§ Request: State the subject line that the mailing-list thread below gives for the message sent on Thu, April 22, 2010 10:05:02 AM.

§ Page text:
○ ○ ○ ○ ○ ○ ○

2010-04-22 Thread Clark Morris
On 22 Apr 2010 14:59:57 -0700, in bit.listserv.ibm-main you wrote:


From: Ted MacNEIL eamacn...@yahoo.ca
To: IBM-MAIN@bama.ua.edu
Sent: Thu, April 22, 2010 10:05:02 AM
Subject: Re: COBOL - no longer being taught - is a problem

Considering how many different programming languages I've had to deal
with over the course of my career, one of the most useful skills I acquired in 
school was the ability to learn new programming languages,
not the ability to program in some specific language.

I don't disagree with that concept, but in the case of the rookie (or co-op) 
programmer, why not teach them COBOL while you're teaching them programming 
skills. They have to learn some language, and COBOL is still a major need in 
the IT working world.
---
Ted:
Interesting issue. I have talked to people who do the hiring of application 
types and the consensus that I have heard is that the more languages an 
application knows the more likely he/she will be hired. Now I am talking 
reasonably current languages, not Fortran RPG etc... COBOL still is a MUST. 
Having said that saying you know a language is a far stretch (at times) from 
working in it on a day to day basis.

○ ○ ○ ○ ○ ○ ○

§ Excerpted records:
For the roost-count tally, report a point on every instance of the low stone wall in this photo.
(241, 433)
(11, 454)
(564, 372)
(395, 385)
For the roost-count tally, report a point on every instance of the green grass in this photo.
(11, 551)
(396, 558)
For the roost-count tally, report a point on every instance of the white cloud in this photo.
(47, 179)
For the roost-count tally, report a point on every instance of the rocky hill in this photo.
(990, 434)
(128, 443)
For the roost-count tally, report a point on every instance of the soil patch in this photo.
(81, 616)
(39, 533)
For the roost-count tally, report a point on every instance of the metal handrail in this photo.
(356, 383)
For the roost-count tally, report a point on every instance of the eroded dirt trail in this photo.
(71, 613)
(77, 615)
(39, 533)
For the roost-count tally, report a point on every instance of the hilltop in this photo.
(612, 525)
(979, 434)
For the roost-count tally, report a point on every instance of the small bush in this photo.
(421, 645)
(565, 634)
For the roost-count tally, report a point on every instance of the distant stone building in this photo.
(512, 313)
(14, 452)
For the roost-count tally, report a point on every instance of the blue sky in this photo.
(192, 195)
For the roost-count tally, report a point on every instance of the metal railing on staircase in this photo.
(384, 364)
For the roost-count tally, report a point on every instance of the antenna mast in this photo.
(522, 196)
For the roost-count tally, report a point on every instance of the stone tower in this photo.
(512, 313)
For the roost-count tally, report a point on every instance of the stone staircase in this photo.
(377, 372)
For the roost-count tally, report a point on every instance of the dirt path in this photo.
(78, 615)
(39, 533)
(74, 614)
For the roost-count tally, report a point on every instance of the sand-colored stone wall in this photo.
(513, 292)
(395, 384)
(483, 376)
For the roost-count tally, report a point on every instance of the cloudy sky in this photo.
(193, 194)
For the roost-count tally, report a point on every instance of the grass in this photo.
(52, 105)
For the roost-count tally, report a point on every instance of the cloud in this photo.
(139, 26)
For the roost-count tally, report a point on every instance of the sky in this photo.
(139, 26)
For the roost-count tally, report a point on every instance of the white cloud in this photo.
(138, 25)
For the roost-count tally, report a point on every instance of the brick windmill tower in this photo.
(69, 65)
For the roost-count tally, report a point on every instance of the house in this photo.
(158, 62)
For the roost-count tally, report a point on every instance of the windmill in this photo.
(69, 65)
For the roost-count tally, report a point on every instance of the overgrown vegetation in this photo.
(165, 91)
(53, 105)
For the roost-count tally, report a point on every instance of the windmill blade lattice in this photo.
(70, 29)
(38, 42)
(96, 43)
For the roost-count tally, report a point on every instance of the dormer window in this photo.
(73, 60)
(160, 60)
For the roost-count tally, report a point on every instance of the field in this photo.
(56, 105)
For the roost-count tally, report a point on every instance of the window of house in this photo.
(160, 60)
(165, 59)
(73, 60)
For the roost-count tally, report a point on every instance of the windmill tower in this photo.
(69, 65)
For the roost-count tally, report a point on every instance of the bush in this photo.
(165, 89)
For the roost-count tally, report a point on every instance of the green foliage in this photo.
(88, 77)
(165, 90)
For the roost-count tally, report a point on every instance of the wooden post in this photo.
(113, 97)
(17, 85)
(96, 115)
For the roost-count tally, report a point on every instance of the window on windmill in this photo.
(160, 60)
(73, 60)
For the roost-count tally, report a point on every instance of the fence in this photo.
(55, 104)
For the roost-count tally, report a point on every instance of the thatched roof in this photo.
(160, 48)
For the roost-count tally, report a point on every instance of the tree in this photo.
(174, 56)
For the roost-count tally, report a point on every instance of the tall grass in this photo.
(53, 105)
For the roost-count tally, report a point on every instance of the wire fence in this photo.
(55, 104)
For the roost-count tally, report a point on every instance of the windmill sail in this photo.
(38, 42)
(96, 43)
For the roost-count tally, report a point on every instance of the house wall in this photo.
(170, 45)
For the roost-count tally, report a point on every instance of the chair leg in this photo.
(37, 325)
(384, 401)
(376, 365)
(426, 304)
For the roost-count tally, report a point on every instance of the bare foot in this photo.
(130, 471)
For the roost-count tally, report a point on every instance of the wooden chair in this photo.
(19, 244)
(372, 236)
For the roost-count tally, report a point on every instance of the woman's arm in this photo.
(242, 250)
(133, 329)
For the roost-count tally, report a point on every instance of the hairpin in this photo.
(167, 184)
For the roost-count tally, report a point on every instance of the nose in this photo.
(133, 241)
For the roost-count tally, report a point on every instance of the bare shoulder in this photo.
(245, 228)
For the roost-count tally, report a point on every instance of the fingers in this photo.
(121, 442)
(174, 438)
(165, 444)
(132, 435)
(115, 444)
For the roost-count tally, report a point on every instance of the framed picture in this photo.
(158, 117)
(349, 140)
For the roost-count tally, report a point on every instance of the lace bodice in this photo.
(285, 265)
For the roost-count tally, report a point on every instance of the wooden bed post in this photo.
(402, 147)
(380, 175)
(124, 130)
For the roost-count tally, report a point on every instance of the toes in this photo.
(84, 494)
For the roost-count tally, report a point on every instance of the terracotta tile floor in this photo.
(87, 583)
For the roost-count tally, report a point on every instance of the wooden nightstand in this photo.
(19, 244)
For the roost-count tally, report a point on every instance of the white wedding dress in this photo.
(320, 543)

○ ○ ○ ○ ○ ○ ○

§ Correct result: Re: COBOL - no longer being taught - is a problem